SUPPLIED DATA.
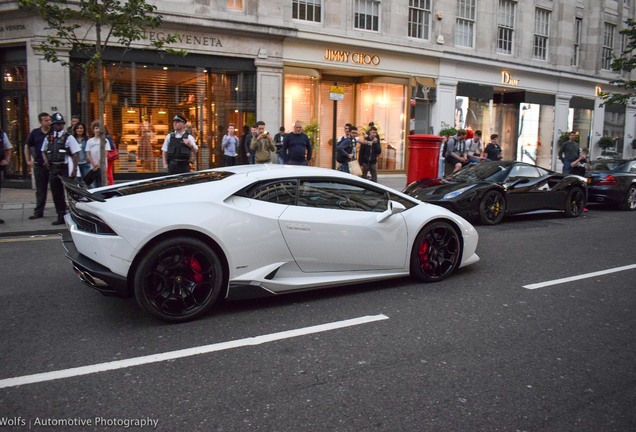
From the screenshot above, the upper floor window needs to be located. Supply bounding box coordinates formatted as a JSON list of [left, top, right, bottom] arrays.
[[292, 0, 322, 22], [354, 0, 380, 31], [409, 0, 431, 39], [225, 0, 243, 12], [497, 0, 517, 54], [532, 8, 550, 60], [601, 23, 616, 70], [455, 0, 477, 48], [572, 18, 583, 66]]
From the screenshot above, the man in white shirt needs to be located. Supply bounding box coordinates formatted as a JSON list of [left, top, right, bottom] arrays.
[[466, 130, 486, 163]]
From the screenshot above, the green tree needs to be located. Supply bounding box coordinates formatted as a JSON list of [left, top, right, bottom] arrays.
[[18, 0, 185, 184], [600, 18, 636, 105]]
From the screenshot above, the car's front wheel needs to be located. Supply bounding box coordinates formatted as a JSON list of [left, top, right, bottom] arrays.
[[620, 185, 636, 210], [134, 238, 223, 322], [565, 187, 585, 217], [411, 221, 461, 282], [479, 190, 506, 225]]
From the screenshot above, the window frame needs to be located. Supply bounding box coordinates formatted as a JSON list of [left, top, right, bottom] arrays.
[[571, 17, 583, 66], [532, 8, 552, 61], [407, 0, 432, 40], [455, 0, 477, 48], [292, 0, 323, 24], [496, 0, 517, 55], [601, 22, 616, 71], [353, 0, 381, 33]]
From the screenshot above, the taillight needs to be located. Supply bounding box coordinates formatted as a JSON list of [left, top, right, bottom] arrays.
[[596, 175, 617, 186]]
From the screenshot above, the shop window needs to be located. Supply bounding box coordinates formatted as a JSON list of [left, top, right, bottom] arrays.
[[292, 0, 322, 22], [356, 83, 406, 171], [409, 0, 431, 39], [73, 63, 255, 175]]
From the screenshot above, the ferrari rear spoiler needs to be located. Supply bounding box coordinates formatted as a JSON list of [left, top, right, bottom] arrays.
[[60, 177, 106, 202]]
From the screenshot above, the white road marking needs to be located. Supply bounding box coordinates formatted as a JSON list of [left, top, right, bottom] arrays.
[[0, 314, 389, 388], [523, 264, 636, 289]]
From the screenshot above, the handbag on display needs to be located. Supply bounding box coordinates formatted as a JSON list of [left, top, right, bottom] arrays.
[[349, 159, 362, 177]]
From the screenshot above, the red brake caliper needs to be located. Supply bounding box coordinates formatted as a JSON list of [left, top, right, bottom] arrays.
[[190, 257, 203, 283], [420, 241, 431, 270]]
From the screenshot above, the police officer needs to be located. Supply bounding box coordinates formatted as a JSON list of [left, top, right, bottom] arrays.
[[42, 112, 81, 225], [0, 129, 13, 223], [161, 114, 199, 174]]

WHAT YOU SHOULD DO. Reproduce the items from the line containing "From the screenshot above, the red" through the end of the items, substituting "security guard" for "police officer" and leaving everything else unchanged.

WORKED ANSWER.
From the screenshot above, the red brake caliper needs to be located. Supply bounding box coordinates formatted as a JSON list of [left, top, right, bottom] arrays.
[[190, 257, 203, 283], [420, 241, 431, 270]]
From the screenshot above, the security guard needs to be located. Supply bounding box coordinates formatted as a JSON list of [left, top, right, bottom] arrays.
[[42, 112, 81, 225], [0, 129, 13, 223], [161, 114, 199, 174]]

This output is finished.